** SUPPLIED MATERIAL follows **
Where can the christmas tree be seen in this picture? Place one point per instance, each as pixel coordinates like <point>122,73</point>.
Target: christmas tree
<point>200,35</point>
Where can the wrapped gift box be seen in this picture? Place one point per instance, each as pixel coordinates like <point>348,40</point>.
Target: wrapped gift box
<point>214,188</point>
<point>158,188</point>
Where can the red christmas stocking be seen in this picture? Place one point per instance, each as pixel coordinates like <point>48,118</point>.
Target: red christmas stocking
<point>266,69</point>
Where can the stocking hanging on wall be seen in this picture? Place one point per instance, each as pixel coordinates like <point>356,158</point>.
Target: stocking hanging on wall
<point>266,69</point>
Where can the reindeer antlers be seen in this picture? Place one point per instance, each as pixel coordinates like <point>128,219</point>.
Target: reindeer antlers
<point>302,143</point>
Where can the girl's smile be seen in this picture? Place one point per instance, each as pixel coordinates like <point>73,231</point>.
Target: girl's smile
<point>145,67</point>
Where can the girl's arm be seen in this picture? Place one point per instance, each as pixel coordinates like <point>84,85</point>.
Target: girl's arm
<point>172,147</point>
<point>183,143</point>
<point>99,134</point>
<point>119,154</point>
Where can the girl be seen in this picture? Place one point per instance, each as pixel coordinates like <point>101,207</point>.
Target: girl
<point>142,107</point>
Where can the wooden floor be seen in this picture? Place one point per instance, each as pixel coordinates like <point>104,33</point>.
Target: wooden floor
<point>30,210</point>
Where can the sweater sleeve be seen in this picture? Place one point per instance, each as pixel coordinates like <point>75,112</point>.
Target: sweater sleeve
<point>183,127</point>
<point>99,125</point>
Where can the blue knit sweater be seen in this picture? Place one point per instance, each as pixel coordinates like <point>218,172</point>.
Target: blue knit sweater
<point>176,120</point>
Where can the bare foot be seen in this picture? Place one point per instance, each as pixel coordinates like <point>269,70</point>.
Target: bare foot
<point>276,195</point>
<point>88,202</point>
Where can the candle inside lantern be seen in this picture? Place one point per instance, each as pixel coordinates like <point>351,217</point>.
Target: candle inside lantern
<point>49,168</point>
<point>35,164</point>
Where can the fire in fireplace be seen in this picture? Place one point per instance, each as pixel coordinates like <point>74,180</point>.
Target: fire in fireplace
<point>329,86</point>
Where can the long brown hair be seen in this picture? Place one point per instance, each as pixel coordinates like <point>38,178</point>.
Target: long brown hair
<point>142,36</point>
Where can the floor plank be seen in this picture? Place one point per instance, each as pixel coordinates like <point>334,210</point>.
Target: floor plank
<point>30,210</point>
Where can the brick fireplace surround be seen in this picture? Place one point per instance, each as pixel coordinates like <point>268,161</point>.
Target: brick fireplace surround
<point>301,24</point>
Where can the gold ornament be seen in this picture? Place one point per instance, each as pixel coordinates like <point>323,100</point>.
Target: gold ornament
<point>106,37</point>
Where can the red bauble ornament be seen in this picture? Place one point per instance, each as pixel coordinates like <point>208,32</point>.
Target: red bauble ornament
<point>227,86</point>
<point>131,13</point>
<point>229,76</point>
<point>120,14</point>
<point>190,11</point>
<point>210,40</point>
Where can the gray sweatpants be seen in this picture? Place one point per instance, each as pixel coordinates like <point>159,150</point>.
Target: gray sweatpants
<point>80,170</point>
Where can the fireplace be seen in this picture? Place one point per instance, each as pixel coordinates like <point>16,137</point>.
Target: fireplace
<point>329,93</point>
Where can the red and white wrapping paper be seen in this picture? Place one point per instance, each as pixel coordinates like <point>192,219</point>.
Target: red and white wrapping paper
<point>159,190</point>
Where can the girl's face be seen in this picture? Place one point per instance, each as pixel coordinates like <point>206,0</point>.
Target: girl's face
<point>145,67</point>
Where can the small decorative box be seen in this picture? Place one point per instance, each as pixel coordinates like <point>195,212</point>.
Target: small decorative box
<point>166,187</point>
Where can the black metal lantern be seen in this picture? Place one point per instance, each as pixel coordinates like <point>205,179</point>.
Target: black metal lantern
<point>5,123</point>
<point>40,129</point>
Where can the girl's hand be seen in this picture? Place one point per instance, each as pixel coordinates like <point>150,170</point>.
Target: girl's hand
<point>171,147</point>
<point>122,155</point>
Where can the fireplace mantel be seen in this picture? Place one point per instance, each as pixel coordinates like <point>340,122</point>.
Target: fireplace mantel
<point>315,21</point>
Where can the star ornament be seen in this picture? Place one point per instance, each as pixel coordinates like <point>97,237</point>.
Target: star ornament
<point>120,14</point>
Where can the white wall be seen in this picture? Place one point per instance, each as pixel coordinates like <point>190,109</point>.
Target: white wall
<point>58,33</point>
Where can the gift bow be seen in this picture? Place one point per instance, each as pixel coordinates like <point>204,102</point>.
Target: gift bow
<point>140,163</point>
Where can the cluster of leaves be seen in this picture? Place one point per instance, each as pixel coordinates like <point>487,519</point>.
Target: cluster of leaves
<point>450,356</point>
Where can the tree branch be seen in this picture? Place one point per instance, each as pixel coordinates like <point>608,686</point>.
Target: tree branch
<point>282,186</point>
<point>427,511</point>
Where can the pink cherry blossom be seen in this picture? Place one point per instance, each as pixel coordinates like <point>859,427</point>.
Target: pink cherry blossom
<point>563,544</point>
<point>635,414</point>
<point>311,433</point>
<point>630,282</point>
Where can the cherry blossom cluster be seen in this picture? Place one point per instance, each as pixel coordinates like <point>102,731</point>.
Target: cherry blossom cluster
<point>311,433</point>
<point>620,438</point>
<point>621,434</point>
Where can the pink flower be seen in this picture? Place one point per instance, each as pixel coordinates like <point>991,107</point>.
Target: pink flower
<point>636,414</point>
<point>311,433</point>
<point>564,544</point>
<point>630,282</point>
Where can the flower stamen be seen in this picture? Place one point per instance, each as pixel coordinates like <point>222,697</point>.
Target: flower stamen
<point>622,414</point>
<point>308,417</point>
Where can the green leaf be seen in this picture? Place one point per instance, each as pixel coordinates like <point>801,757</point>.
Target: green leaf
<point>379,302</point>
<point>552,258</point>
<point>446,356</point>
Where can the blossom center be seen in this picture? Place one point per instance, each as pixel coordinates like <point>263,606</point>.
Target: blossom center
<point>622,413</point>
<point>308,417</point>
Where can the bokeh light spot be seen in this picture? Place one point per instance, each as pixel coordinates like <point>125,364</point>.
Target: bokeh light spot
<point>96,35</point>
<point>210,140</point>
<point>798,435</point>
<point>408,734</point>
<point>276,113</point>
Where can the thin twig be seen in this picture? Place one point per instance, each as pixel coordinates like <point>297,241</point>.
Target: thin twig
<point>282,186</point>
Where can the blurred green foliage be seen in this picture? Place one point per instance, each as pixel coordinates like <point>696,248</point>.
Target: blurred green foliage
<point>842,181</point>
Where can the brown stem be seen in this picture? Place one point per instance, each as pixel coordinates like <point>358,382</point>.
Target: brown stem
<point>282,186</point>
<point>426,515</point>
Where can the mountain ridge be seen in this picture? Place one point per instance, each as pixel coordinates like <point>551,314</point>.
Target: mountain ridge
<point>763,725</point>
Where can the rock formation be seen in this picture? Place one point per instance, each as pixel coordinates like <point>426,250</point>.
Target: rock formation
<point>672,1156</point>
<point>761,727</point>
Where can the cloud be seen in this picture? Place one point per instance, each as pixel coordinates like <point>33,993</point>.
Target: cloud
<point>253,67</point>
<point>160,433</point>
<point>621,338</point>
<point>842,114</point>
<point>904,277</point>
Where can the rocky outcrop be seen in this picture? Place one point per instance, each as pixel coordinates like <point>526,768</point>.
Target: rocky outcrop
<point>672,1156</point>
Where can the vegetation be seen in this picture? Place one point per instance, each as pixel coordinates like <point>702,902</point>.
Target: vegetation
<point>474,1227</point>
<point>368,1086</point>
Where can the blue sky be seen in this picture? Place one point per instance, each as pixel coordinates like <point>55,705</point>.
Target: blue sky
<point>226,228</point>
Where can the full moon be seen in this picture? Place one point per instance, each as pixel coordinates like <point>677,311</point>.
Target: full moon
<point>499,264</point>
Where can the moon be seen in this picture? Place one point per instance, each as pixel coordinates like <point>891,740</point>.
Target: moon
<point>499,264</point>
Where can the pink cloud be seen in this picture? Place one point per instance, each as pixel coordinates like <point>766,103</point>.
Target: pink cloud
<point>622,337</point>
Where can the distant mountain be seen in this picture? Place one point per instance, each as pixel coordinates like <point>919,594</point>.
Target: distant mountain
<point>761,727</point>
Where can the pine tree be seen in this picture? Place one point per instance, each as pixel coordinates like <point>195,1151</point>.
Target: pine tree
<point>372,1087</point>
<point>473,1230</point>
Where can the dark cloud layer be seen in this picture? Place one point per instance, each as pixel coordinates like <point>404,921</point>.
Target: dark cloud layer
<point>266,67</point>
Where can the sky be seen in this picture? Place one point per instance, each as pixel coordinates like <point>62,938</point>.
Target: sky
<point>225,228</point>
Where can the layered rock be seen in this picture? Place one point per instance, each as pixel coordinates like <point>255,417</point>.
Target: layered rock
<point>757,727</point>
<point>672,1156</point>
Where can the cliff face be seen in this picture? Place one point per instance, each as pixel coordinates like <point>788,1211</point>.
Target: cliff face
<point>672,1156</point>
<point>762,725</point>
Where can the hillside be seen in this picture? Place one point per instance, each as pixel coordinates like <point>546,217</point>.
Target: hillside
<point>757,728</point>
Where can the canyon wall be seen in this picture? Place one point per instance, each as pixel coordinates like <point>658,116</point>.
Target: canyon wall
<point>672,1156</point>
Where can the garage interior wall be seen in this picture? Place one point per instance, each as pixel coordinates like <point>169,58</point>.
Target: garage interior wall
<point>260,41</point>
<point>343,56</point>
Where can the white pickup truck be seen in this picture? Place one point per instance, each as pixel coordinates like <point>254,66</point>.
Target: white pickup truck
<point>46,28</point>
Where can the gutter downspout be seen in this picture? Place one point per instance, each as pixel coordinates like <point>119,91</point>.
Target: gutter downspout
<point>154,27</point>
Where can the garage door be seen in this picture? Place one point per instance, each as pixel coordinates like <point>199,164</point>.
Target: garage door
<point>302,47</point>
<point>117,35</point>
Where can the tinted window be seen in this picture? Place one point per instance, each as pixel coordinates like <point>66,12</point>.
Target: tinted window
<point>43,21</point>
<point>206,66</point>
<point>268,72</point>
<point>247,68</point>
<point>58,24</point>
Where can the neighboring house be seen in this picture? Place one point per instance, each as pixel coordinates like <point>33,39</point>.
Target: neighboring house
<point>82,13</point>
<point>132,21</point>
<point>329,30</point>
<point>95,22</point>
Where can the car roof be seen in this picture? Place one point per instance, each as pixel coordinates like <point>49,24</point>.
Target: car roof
** End of SUPPLIED MATERIAL **
#### EXERCISE DETAILS:
Look above for the line containing "Target: garage interior wall". From there to the final line of the entries, repeat every line exactly.

#### OUTPUT:
Target: garage interior wall
<point>260,41</point>
<point>343,56</point>
Where can the white pickup truck be seen in this picture? Place one point per instance, each as pixel coordinates like <point>254,66</point>.
Target: white pickup truck
<point>46,28</point>
Where can the gutter downspout be seen in this picture? Place one point per instance, each as pixel coordinates like <point>119,91</point>.
Target: gutter downspout
<point>154,27</point>
Where can the garage door be seen in this picture? Place one point per instance, each as pixel coordinates like <point>199,164</point>.
Target: garage door
<point>302,47</point>
<point>117,35</point>
Where can the tinted window be seen in this picture? Place one point per instance, each as pixel coordinates like <point>66,12</point>.
Target: tinted window
<point>43,21</point>
<point>206,66</point>
<point>268,72</point>
<point>247,68</point>
<point>58,24</point>
Where can the neighboring house be seen in this picture? Place one point per instance, each as pixel coordinates like <point>33,39</point>.
Target: neighboring house
<point>82,13</point>
<point>132,21</point>
<point>329,30</point>
<point>95,22</point>
Where can the car roof be seen in this picture? Place one point per instance, each as pixel coordinates like <point>49,24</point>.
Target: car roof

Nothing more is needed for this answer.